24 Ways to Invest Locally – tips 5-8

October 13, 2013

NOTE: Images in this archived article have been removed.

Image RemovedIt’s New Economy Week, and PCI Fellow Michael Shuman is sharing 24 Ways to Invest Locally. Each day this week, Post Carbon Institute will roll out four ways you can—right now—begin to move your money from Wall Street to Main Street, and help build a vibrant, more resilient economy in your community.

These tools are elaborated in Local Dollars, Local Sense: How to Shift Your Money from Wall Street to Main Street and Achieve Real Prosperity, one of three Community Resilience Guides from Chelsea Green and Post Carbon Institute. Michael Shuman is currently leading all-day workshops on these ideas around North America.
 
All 24 Ways to Invest Locally are available as one post here. Be sure to check the Resources page for more ways to build community resilience, and the Groups page to connect with people in your area.
 
TIPS 5-8
 
(5)    Donate Locally – Your charitable giving can do “double duty” by targeting it to local nonprofits that support local business. The Twin Pines Cooperative Foundation has helped set up foundations across the country so that charitable giving can support the establishment and expansion of local coops.
 
(6)    Pre-Purchase Local Goods and Services – In most U.S. states, preselling is not regarded as a security, so businesses can raise capital without attorneys by convincing their most loyal customers to make purchases in advance. And even in those states where it may be a security, well-established businesses still can use this technique. Hence, Awaken Café raised most of the $100,000 it needed to open a new store by preselling coffee. Credibles is a pre-selling web site for small food businesses seeking to expand.
 
(7)    Sponsor Local Businesses – Last year, web sites like Kickstarter and IndieGogo raised more than $100 million for small businesses and projects. Even though all you get for your money is a t-shirt or token of appreciation, you know that thousands of small contributors like yourself are helping to get a big idea off the ground. Note that it’s important to scan these sites for businesses in your own community (most peer-to-peer internet finance is nonlocal). A new generation of web sites, like Lucky Ant) and Community Funded, specifically facilitate local sponsorships.
⁂
Problem set:
1. Pull the passage of the local investing article from "Image RemovedIt’s New" to "in your community.", copying it word for word.
2. Continue the article on ways to invest locally, starting right after its last sentence.
⁂
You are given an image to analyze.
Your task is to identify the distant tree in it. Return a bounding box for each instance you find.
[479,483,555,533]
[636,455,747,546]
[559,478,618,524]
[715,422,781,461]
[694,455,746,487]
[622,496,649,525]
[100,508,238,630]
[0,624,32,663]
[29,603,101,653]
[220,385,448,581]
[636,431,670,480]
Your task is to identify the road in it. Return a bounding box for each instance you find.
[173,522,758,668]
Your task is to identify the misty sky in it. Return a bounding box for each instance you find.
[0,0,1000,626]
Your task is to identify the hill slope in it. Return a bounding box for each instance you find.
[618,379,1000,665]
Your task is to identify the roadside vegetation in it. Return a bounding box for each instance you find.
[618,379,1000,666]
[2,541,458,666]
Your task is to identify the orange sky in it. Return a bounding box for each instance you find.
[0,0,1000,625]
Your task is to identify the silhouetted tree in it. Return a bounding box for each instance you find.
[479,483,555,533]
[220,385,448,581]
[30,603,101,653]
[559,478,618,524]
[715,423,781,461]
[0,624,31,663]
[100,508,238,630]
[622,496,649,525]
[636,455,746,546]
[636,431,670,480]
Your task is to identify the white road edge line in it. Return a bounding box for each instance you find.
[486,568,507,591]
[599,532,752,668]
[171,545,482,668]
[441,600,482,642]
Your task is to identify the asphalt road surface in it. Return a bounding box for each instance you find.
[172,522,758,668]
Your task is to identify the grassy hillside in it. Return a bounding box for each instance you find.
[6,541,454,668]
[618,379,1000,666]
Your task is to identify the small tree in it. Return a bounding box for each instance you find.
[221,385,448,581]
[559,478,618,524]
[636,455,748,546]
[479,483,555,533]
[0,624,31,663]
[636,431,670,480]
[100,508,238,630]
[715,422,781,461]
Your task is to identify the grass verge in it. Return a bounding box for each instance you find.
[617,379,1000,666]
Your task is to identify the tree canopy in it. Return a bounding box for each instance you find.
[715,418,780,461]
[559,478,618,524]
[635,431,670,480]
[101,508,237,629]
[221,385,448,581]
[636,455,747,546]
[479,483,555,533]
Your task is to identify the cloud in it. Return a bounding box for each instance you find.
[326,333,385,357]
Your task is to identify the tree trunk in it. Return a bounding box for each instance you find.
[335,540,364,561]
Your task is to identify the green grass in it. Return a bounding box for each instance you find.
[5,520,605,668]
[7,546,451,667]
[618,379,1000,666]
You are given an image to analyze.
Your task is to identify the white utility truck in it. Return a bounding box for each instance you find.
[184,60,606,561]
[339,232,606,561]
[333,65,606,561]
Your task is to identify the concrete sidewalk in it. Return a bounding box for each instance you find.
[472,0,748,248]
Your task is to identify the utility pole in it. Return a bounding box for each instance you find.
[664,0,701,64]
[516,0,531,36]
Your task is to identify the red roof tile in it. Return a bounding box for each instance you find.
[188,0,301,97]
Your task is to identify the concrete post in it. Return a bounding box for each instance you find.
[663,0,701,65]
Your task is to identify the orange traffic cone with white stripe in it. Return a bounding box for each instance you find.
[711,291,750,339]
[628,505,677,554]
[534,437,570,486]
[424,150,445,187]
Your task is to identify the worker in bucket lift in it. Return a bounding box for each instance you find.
⁂
Solved tasks:
1.
Image RemovedIt’s New Economy Week, and PCI Fellow Michael Shuman is sharing 24 Ways to Invest Locally. Each day this week, Post Carbon Institute will roll out four ways you can—right now—begin to move your money from Wall Street to Main Street, and help build a vibrant, more resilient economy in your community.

2.
 
(8)    Tap Internet Lending Sites – Kiva facilitates peer-to-peer lending to microentrepreneurs, mostly in the global South but increasingly in U.S. inner cities, though as a dot-org it only pays back principal. Prosper and the Lending Club, both dot-coms, also pay interest (now averaging close to 10% per year). As a community, you might encourage your businesses to use these sites for loans and your investors to scour them for local business investment opportunities. Alternatively, you might take advantage of P2P lending sites that focus on community finance, such as Solar Mosaic) and Community Sourced Capital.
 
Check back every day this week for for more ways to invest in your local economy.

Tips 1-4
Tips 9-12

Michael Shuman

Michael Shuman is director of research for Cutting Edge Capital, director of research and economic development at the Business Alliance for Local Living Economies (BALLE), and a Fellow of Post Carbon Institute. He holds an AB with distinction in economics and international relations from Stanford University and a JD from Stanford Law School. He has led community-based economic-development efforts across the country and has authored or edited seven previous books, including The Small Mart Revolution: How Local Businesses Are Beating the Global Competition (2006) and Going Local: Creating Self-Reliant Communities in the Global Age (1998).

In recent years, Michael has led community-based economic-development efforts in St. Lawrence County (NY), Hudson Valley (NY), Katahdin Region (ME), Martha’s Vineyard (MA), and Carbondale (CO), and served as a senior editor for the recently published Encyclopedia of Community. He has given an average of more than one invited talk per week for 25 years throughout the United States and the world.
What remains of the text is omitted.